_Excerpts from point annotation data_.
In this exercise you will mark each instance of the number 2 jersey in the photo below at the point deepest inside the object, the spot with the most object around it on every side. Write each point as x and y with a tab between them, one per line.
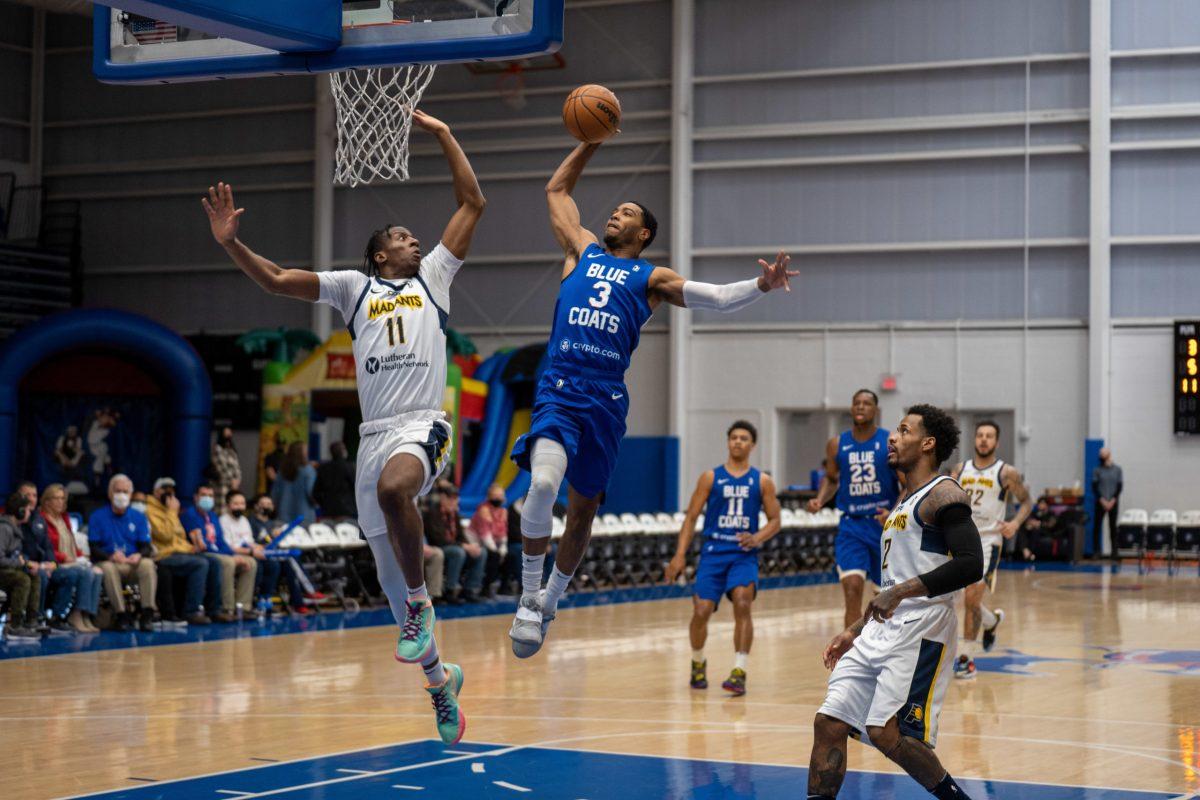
733	506
599	316
865	482
399	331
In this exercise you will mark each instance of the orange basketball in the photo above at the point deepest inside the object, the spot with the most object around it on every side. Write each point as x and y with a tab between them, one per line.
592	113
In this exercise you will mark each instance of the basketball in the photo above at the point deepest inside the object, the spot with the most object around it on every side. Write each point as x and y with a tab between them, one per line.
592	113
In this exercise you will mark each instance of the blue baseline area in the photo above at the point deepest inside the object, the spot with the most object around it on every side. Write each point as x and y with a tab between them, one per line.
473	770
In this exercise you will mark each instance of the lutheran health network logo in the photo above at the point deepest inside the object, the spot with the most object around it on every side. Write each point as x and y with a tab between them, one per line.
394	361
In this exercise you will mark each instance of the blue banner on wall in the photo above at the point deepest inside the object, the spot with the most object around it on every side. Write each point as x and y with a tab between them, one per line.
82	441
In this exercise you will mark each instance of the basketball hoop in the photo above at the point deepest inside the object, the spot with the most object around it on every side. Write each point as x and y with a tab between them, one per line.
375	118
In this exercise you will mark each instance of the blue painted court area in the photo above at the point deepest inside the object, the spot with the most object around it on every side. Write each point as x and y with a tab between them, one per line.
473	771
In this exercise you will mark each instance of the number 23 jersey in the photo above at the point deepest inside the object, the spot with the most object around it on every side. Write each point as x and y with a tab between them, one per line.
399	332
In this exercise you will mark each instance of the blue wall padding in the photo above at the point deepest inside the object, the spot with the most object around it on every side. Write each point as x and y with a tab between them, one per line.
153	346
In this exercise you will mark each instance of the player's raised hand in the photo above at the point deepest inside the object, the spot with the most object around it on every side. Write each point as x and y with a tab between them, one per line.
775	276
838	648
429	124
223	215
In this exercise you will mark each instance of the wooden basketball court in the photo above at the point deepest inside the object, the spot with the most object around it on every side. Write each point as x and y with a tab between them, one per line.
1092	684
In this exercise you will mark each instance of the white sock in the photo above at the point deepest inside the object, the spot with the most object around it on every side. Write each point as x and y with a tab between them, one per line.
531	573
435	675
988	617
555	589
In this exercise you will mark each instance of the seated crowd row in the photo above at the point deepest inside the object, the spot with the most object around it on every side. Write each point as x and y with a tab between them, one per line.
189	565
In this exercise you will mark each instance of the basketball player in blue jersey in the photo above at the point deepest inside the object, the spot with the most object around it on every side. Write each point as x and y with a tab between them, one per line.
857	470
730	497
607	293
891	668
395	310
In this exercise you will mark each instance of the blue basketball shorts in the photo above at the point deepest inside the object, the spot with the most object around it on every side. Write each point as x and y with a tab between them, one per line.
720	572
587	416
857	547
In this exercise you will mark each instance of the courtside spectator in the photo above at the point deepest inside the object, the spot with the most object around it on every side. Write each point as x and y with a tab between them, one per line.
119	540
239	534
179	561
226	468
292	492
490	523
265	528
238	572
462	554
22	587
79	582
334	489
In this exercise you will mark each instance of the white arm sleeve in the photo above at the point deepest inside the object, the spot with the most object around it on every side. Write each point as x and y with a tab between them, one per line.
725	298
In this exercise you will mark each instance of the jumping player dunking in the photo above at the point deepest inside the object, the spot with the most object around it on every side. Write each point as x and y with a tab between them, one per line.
396	312
730	497
857	470
988	482
891	667
607	293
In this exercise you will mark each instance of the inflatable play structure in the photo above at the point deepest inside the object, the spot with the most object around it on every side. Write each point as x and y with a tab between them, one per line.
64	383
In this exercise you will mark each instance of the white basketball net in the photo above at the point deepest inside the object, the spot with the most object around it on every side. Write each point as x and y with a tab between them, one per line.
375	116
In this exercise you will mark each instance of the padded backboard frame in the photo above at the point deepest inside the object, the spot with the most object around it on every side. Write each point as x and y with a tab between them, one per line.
534	30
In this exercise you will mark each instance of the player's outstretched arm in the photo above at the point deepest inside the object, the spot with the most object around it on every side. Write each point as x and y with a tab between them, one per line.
774	516
667	286
225	218
829	480
695	506
1015	485
947	510
564	215
467	193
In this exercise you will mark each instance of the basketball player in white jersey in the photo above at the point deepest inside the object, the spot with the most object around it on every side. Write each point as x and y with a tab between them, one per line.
989	483
396	312
891	668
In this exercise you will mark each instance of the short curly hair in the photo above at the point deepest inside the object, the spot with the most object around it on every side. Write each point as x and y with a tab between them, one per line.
941	426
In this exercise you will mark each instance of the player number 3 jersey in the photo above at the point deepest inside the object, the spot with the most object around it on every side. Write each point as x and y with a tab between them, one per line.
399	331
911	547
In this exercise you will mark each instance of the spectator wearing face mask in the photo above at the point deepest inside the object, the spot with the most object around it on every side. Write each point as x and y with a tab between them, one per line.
267	527
238	572
78	582
180	561
119	540
490	523
240	536
16	579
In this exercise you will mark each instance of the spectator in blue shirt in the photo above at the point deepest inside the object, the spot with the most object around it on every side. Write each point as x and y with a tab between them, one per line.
238	572
119	540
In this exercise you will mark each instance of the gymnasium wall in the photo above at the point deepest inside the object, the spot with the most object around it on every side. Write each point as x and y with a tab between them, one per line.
925	161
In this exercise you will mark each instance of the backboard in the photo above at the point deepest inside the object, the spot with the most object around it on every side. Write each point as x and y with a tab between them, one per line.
130	48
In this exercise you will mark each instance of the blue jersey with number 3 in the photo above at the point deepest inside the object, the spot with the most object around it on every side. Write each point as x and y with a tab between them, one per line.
865	482
599	316
733	506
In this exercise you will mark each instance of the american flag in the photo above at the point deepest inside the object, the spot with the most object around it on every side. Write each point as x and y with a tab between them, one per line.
151	31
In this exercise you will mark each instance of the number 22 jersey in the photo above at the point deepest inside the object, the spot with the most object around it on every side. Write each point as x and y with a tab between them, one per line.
399	331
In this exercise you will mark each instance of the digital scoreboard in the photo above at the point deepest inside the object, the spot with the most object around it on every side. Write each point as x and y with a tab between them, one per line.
1187	377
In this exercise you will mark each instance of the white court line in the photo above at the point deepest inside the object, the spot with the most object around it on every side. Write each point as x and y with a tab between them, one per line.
505	785
247	769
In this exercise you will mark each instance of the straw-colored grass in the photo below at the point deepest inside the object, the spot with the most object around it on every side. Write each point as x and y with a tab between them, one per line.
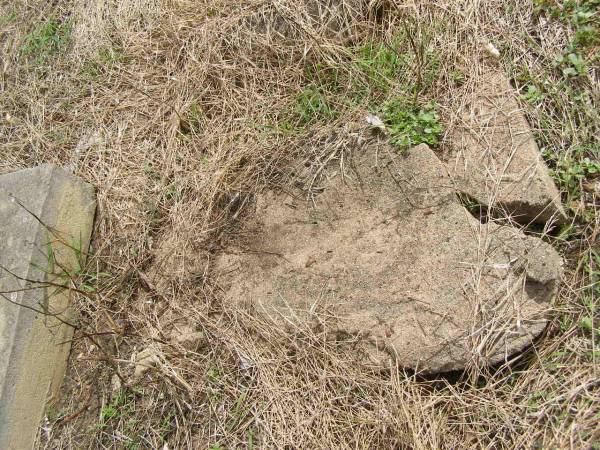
179	110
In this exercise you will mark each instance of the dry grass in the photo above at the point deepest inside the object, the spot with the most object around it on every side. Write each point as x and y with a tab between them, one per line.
177	111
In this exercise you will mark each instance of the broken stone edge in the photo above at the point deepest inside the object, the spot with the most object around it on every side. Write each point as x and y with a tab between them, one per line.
42	209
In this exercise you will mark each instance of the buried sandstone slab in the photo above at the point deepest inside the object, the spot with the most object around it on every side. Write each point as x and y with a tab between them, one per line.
388	254
46	218
496	159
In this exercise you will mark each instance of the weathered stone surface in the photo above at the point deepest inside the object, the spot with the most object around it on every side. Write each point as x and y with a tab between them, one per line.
496	159
46	218
391	253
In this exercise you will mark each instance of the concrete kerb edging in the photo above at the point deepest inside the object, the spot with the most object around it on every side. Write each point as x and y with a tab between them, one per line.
46	220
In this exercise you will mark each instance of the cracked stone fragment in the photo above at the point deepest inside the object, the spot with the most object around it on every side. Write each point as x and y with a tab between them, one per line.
496	159
391	253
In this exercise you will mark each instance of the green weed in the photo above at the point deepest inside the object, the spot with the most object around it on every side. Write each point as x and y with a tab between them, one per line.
409	124
47	40
7	18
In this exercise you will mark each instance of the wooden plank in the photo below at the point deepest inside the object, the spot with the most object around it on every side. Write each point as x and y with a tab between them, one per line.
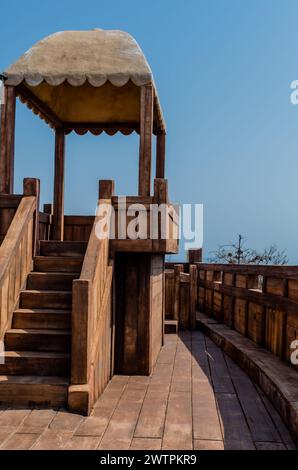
32	188
80	337
249	269
178	268
160	154
152	417
146	129
178	424
259	421
236	432
58	215
120	431
7	140
256	296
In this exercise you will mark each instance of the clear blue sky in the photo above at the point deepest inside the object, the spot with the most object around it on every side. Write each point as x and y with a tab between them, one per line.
223	69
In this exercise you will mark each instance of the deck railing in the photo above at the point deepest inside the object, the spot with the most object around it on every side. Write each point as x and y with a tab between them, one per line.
260	302
17	250
92	324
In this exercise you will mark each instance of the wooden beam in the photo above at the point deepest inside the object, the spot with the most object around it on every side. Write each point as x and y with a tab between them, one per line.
160	154
7	140
25	93
58	214
146	129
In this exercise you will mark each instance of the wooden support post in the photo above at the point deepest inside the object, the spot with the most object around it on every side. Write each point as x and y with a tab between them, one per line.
106	189
195	256
193	292
31	187
146	129
49	209
7	140
58	216
178	268
160	154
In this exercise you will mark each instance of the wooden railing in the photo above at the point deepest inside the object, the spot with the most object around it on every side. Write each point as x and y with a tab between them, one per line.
17	251
8	207
181	294
78	227
260	302
92	325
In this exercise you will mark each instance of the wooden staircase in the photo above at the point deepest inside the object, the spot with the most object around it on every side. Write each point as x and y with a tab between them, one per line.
36	370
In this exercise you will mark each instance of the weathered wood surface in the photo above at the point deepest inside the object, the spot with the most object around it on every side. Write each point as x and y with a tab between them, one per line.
181	295
277	380
16	255
139	311
58	215
159	412
78	228
146	130
7	140
259	302
91	353
8	206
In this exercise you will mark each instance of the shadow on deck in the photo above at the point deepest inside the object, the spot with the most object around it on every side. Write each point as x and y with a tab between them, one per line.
196	398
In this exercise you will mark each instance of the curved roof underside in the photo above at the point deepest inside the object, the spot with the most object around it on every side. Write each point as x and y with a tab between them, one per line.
91	79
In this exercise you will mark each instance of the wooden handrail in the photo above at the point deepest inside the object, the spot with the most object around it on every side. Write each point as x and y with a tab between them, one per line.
15	233
92	323
16	253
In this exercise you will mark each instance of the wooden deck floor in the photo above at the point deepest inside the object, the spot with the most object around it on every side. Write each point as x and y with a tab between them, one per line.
196	398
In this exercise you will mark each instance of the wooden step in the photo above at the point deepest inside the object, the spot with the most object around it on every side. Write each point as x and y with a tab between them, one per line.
58	264
33	391
171	326
41	318
35	363
51	281
67	249
46	299
37	340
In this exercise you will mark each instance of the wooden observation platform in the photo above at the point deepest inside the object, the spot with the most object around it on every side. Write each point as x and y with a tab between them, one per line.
83	316
76	308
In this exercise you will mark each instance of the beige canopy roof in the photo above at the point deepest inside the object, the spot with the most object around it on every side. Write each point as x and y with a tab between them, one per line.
87	80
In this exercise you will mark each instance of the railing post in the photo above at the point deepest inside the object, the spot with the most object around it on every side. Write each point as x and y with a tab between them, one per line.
195	256
32	188
160	154
106	189
193	292
80	332
7	140
49	209
178	268
146	128
58	217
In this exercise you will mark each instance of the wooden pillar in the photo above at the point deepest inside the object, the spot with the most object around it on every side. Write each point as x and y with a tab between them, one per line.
58	215
31	187
106	189
160	154
193	294
178	268
7	140
146	129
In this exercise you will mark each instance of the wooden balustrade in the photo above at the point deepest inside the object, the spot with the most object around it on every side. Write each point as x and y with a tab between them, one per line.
17	250
8	207
260	302
92	325
181	294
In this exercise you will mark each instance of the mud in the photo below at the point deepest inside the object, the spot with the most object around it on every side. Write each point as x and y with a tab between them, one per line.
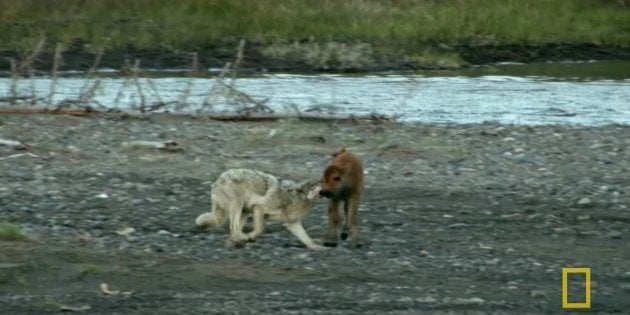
475	219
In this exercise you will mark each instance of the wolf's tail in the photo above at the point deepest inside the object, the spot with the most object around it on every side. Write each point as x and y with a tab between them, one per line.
215	218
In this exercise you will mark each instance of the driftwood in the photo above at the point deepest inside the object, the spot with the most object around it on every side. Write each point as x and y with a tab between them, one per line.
248	116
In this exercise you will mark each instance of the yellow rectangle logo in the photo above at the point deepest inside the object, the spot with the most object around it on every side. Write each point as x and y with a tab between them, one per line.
565	288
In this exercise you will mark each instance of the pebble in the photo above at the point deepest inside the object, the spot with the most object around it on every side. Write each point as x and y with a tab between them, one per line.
469	301
537	293
585	202
614	235
457	225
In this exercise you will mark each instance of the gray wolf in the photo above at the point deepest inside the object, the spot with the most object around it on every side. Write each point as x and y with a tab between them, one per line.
343	182
238	194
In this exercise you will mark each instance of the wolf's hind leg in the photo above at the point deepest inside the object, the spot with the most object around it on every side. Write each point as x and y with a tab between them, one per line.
297	229
259	223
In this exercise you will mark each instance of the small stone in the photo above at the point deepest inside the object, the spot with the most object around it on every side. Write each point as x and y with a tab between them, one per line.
563	230
584	218
537	293
512	216
426	299
457	225
469	301
585	202
614	234
102	196
590	233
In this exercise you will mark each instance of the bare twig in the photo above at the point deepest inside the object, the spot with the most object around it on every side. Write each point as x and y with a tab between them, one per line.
134	75
239	59
194	69
15	77
54	73
26	66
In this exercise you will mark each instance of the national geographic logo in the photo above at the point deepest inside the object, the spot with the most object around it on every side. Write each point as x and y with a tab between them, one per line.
586	304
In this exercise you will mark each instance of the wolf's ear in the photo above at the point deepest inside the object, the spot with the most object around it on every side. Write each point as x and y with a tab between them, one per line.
339	152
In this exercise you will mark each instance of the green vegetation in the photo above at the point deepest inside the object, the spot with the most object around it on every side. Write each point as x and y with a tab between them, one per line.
87	269
403	24
10	232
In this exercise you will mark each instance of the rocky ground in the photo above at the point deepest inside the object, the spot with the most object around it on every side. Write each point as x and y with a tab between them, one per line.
475	219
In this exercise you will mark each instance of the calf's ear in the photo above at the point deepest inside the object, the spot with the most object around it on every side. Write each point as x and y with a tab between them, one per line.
314	193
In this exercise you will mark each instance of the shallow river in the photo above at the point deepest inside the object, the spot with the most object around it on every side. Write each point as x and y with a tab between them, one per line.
567	93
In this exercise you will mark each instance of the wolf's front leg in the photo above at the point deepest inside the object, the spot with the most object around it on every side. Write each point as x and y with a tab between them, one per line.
297	229
237	237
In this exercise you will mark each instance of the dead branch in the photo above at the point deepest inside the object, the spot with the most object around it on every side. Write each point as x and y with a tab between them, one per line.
212	116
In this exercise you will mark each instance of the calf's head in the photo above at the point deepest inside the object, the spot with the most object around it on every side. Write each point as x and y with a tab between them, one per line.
335	181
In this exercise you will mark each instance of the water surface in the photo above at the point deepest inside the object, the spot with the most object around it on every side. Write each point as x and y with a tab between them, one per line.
590	93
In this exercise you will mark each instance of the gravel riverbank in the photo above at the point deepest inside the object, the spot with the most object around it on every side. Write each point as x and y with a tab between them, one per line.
477	218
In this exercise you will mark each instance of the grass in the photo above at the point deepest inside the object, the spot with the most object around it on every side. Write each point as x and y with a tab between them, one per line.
11	232
404	24
88	269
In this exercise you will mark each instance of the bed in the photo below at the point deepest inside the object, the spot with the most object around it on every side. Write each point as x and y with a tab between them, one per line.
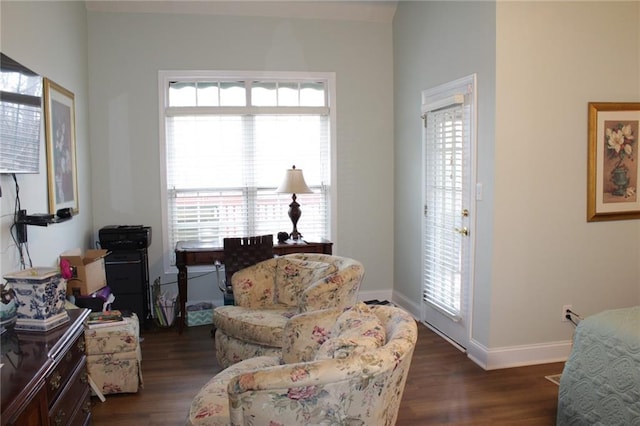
600	383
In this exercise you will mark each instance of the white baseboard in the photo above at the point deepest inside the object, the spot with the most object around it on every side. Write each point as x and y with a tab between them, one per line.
408	305
518	356
503	357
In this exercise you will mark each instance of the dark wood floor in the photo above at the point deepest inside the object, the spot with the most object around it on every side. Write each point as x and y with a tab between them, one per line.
444	387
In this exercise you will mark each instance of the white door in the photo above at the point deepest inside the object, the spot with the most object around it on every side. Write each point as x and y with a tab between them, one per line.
449	207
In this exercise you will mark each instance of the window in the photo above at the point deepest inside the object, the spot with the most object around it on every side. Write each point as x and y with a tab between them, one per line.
227	140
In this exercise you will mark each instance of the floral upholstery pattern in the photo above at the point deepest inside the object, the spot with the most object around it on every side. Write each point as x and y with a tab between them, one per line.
114	357
360	389
269	293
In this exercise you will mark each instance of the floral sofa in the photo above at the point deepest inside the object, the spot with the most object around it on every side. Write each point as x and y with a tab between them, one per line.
270	292
337	367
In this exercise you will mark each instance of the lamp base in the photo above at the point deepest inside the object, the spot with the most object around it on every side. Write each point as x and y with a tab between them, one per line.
294	215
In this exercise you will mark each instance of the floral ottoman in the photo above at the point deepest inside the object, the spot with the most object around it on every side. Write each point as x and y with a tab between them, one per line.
114	357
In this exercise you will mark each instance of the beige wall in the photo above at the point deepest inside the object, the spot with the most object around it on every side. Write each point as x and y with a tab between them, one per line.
538	65
126	51
552	59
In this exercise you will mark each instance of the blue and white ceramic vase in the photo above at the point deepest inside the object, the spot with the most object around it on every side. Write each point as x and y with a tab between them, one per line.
8	306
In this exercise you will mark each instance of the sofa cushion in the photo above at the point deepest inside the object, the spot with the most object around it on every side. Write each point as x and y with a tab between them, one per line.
357	330
210	407
263	326
293	276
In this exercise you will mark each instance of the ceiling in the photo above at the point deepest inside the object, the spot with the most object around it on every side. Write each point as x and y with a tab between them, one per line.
350	10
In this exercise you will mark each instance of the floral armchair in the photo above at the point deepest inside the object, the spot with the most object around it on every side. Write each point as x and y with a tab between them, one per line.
270	292
336	368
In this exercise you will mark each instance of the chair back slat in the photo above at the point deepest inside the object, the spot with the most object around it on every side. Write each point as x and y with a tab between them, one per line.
241	252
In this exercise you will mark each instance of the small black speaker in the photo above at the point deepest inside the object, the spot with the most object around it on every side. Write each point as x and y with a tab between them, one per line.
282	237
64	213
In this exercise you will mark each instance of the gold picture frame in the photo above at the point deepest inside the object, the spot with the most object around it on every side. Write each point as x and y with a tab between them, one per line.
60	134
613	167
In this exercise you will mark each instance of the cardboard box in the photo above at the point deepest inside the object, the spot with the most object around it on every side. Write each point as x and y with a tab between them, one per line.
88	271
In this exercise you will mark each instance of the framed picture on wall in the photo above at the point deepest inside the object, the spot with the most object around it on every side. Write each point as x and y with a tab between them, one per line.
613	161
60	134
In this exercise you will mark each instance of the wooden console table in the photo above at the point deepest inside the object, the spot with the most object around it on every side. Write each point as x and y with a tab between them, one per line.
44	376
192	253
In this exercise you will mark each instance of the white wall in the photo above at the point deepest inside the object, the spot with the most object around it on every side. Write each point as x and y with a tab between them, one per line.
535	251
51	39
126	50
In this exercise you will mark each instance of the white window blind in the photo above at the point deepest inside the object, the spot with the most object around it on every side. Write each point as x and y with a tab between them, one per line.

_Task details_. All lines from the one with "the small black" through the final line above are to be quoted exactly; quote no other line.

_Finished answer_.
In this exercise you will mark each instance of the small black speaker in the photo above at the point deepest inside the object, the spot with the most object around it on every side. Write each point as x and y with a tab between them, one per line.
282	237
64	213
In this exercise you will mark each instance of the gold picture frame in the photo above at the point deepest inside the object, the spot with the most object around it on every side. Write each point as x and y with a tab between them, one per line.
60	134
613	167
In this exercise you will mark each instance of the cardboard box in the photo above at the point deepest inside the object, the spot with the most object around it on every side. Write each point as x and y with a tab between them, one per line.
88	271
In this exercise you will mark each instance of the framed picture on wall in the photo above at the point deepest inside the object, the spot with the most object around it on every side. Write each point as x and y with a tab between them, one per line.
613	161
60	134
In this exercise you will mark each instance of the wooden console table in the photo above at the point deepest inside the object, the spot with the most object around it on every side. Write each point as x and y with a tab between them, one per line.
44	376
192	253
In this exercise you will mark each instance of the white wall in the photo above at the point deepest inside the object, the spot with the most object around it on every side. Write each point as x and y with a tab between them, one per line.
535	251
51	39
126	50
In this exercise you will mark each instance of the white window blind in the photo above at the point deepest inside the object, the spot with the most object around it on every side. Write each point as x and y with a tab between them, one per line.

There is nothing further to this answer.